[STATED GOAL]:
In the records below, change every "pin" to "marker" and reproduce the lines with no other edits.

[Coordinate annotation entries]
+++++
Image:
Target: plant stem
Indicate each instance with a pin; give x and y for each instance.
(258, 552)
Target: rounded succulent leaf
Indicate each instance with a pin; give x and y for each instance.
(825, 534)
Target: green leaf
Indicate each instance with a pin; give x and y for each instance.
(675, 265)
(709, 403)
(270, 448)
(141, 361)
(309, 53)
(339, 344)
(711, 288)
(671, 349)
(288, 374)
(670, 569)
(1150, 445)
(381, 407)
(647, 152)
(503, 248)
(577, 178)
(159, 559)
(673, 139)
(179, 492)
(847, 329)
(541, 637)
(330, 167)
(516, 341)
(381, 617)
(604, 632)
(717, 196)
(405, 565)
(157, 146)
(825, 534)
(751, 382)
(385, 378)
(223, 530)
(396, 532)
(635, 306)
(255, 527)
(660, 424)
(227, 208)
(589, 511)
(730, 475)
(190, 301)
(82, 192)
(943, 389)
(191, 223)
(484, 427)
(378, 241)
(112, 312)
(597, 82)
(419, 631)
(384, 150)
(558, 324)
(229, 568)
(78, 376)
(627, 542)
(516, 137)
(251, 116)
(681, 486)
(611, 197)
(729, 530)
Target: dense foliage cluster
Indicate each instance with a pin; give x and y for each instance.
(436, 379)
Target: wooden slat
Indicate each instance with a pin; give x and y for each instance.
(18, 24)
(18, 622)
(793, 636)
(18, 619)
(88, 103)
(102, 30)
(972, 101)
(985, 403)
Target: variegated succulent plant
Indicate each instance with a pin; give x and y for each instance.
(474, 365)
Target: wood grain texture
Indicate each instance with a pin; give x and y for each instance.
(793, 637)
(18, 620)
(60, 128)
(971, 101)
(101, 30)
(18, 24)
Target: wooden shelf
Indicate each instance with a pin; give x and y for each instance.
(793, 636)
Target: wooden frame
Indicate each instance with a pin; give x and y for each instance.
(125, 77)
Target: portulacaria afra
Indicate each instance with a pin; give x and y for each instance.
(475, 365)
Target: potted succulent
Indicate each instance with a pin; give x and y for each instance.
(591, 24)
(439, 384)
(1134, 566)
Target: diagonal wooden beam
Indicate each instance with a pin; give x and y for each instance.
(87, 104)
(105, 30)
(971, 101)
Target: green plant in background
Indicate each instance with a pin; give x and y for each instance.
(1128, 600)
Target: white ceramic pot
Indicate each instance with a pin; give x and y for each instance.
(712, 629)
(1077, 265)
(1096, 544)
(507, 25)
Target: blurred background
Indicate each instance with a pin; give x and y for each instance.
+++++
[TASK SOLUTION]:
Image:
Target: plant stem
Indicate each instance with a marker; give x and y for each instance.
(258, 552)
Target: rounded succulent leaf
Indicate each instance with a marker; give x and y for each instance.
(825, 534)
Target: green leaf
Indicate each instance with a marker; give x and y for each instance.
(675, 265)
(709, 403)
(270, 448)
(141, 361)
(309, 53)
(339, 344)
(711, 288)
(671, 349)
(288, 374)
(670, 569)
(1150, 445)
(381, 407)
(647, 152)
(503, 248)
(577, 178)
(159, 559)
(673, 139)
(179, 492)
(847, 329)
(541, 637)
(330, 167)
(516, 341)
(381, 617)
(604, 632)
(717, 196)
(405, 565)
(157, 146)
(825, 534)
(751, 382)
(385, 378)
(223, 530)
(396, 532)
(635, 306)
(255, 527)
(660, 424)
(227, 208)
(589, 511)
(730, 475)
(190, 301)
(82, 192)
(943, 389)
(191, 223)
(484, 427)
(378, 241)
(112, 312)
(597, 82)
(419, 631)
(384, 150)
(558, 324)
(229, 568)
(78, 376)
(627, 542)
(516, 137)
(251, 116)
(681, 486)
(611, 197)
(729, 530)
Target: dense foliage cluster
Indicate each instance with a marker; give x and y for each instance.
(436, 379)
Target: wooden slat
Indicate each instance with a marker; give x and y for each instance.
(18, 24)
(18, 622)
(793, 636)
(18, 619)
(88, 103)
(102, 30)
(972, 101)
(985, 403)
Target: variegated succulent plant
Indicate each instance with a marker; give x and y for each instance.
(474, 365)
Target: wood grain texture
Indicate each instance with a marker; give x and y for each instance.
(793, 637)
(18, 620)
(60, 128)
(971, 101)
(101, 30)
(18, 24)
Target: wooden shelf
Indicate each instance with a marker; give x and y for each instance.
(793, 636)
Target: wooden frame
Indicate each instance with a marker; give x and y for each instance.
(125, 77)
Target: portulacaria afra
Indicate each instance with a marker; give x and y for each instance.
(475, 365)
Target: potted succulent
Indicate each instance with a marker; give x and y for each instance.
(591, 24)
(439, 384)
(1134, 566)
Target: diagonal wooden beam
Indicate each instance with a marker; give x and y for each instance.
(87, 104)
(105, 30)
(971, 101)
Target: green plant in background
Indicate each instance with a marker; give x and y for each instance.
(1128, 600)
Target: white ceramic pot
Indicate each instance with a marker; give x and y for each instance.
(712, 629)
(1077, 265)
(1096, 544)
(507, 25)
Target: blurred background
Indicate each instance with a marker; give x and y for each instance.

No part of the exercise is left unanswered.